● WHAT IS REQUIRED
With the pictures omitted, print exactly the lines below, from the one containing "Target: dog's hind leg" through the one containing "Target: butterfly wing", and nothing else.

Region pointing data:
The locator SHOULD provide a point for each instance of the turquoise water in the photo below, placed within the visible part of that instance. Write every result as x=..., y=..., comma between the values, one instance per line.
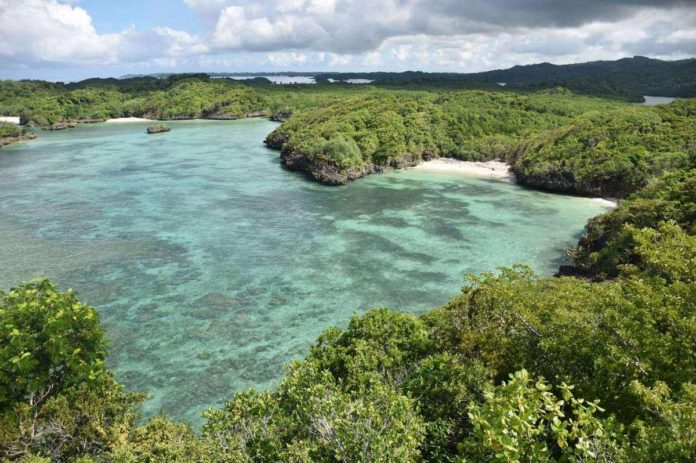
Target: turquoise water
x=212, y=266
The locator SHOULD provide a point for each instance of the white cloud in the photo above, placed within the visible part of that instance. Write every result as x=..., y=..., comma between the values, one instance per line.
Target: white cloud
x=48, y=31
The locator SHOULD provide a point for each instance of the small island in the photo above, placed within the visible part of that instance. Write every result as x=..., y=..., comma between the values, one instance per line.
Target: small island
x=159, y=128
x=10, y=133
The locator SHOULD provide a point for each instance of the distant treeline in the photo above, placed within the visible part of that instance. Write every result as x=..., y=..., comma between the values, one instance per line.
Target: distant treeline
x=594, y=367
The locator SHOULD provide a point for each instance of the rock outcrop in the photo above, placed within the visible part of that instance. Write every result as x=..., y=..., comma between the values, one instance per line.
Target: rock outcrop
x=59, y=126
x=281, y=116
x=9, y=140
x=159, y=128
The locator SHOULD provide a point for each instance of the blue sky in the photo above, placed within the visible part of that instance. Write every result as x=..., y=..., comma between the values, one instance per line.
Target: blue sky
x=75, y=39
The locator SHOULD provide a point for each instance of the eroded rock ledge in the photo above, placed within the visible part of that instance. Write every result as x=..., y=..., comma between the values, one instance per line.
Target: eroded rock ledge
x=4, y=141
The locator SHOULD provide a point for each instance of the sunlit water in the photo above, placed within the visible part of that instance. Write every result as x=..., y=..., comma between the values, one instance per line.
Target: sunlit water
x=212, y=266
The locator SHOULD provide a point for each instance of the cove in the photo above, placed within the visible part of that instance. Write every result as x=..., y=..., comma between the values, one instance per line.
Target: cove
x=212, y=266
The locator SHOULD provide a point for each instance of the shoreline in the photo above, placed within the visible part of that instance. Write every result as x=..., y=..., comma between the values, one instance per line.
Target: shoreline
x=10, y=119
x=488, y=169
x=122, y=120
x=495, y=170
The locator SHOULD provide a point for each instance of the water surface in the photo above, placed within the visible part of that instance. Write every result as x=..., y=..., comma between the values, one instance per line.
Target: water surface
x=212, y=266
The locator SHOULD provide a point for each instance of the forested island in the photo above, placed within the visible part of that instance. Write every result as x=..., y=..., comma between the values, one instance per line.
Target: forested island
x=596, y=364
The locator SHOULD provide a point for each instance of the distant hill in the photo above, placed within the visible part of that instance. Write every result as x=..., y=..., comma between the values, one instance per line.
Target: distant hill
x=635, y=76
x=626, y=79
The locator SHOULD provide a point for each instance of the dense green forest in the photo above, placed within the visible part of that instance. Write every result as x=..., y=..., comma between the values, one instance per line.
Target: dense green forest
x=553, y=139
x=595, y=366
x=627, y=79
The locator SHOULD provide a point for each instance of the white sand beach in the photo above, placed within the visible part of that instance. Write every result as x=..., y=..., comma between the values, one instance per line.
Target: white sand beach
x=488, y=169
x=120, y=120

...

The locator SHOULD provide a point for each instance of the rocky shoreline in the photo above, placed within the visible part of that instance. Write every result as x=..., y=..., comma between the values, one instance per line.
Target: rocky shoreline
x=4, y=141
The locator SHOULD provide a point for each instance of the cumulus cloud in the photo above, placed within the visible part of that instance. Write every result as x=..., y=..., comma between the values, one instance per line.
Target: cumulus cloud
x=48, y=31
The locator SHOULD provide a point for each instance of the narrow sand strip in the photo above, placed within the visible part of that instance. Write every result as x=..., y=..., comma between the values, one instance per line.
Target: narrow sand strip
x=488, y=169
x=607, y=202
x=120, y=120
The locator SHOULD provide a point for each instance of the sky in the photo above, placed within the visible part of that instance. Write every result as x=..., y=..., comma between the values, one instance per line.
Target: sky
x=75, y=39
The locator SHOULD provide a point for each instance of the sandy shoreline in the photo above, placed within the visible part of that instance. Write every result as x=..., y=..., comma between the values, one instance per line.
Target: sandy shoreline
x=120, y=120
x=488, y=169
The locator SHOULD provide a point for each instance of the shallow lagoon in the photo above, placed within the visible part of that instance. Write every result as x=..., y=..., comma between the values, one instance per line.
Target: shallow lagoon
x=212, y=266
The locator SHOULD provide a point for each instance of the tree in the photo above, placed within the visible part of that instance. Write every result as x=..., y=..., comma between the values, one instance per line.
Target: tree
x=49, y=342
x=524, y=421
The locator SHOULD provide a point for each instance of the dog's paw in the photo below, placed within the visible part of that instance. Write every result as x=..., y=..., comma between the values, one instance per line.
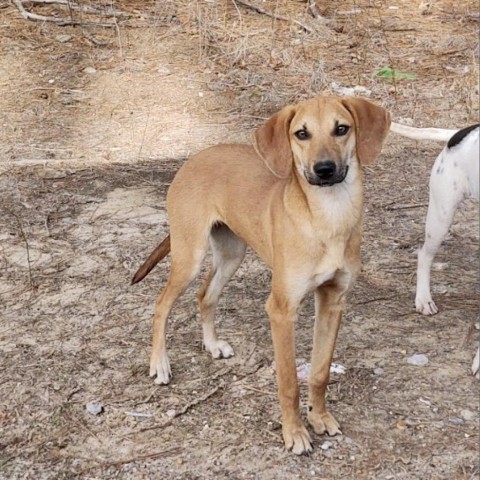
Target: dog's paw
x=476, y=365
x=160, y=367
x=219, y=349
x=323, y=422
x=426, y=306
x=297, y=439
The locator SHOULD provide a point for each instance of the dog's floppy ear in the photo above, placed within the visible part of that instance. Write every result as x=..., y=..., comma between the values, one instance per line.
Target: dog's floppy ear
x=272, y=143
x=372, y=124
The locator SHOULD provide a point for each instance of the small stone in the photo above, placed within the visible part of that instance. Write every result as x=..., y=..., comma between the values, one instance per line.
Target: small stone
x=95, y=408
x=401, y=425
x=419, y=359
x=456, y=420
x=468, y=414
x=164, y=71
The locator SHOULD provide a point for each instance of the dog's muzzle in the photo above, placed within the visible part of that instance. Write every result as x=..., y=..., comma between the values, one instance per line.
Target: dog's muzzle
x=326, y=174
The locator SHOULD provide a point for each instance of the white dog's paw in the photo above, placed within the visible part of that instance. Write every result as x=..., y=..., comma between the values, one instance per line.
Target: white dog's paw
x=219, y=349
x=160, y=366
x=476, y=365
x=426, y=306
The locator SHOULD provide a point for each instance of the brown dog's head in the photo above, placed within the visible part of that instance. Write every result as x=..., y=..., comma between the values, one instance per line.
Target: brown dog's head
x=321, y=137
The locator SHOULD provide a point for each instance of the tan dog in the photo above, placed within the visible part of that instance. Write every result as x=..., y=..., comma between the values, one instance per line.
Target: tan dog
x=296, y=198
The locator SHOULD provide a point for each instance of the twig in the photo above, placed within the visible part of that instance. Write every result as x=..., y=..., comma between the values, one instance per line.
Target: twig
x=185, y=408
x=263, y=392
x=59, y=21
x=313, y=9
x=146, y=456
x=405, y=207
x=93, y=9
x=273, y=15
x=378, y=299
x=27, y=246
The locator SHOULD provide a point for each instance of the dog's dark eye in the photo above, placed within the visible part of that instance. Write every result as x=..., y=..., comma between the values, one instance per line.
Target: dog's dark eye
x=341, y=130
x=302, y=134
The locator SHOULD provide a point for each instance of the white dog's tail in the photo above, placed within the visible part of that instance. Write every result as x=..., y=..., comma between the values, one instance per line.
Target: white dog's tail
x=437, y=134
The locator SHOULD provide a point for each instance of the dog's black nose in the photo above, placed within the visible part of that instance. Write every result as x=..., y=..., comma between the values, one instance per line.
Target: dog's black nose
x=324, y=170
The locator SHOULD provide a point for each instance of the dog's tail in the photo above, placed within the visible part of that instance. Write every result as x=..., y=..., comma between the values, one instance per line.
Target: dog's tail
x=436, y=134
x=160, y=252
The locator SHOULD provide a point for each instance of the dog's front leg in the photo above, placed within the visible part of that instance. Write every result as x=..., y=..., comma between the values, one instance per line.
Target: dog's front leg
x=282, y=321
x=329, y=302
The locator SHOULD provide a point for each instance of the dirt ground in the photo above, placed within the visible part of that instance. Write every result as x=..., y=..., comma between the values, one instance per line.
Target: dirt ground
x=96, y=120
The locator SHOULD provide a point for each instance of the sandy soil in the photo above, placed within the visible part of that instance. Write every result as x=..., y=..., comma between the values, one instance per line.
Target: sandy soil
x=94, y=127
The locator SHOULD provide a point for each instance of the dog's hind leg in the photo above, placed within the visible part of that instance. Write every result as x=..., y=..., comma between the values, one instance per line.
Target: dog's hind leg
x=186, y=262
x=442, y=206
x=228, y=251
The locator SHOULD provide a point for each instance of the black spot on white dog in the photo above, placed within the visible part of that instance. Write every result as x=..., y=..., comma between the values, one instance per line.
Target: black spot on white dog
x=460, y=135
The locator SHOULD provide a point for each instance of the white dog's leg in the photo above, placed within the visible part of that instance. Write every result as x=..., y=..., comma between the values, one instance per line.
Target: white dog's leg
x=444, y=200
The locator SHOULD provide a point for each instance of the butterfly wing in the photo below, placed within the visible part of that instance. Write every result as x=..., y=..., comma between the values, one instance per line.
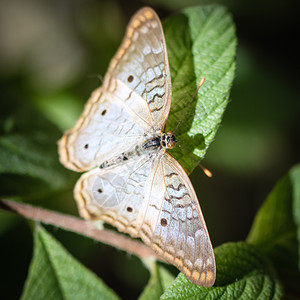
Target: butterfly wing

● EXERCISE SOLUTION
Target: dog's hind leg
x=186, y=262
x=442, y=206
x=228, y=251
The locator SHOULD provide a point for each instance of the black spot on white dog in the photo above, placed within the visible part of that instance. Write every result as x=..., y=..., comma between the values, one instance per line.
Target: black spot on white dog
x=460, y=135
The locator SHOULD provide a point for each instance of the white dog's leg in the photo above, placed within the visible part of that instance. Write every result as x=..., y=..., comma between the values, one instance per line.
Target: white dog's leg
x=444, y=200
The locator SHOULD provide a point for each instance of the butterfly wing in the photo below, placed within the visible part of that instance. Write every result as x=..., y=..., comma between the values, one instance per line.
Target: butterfly wing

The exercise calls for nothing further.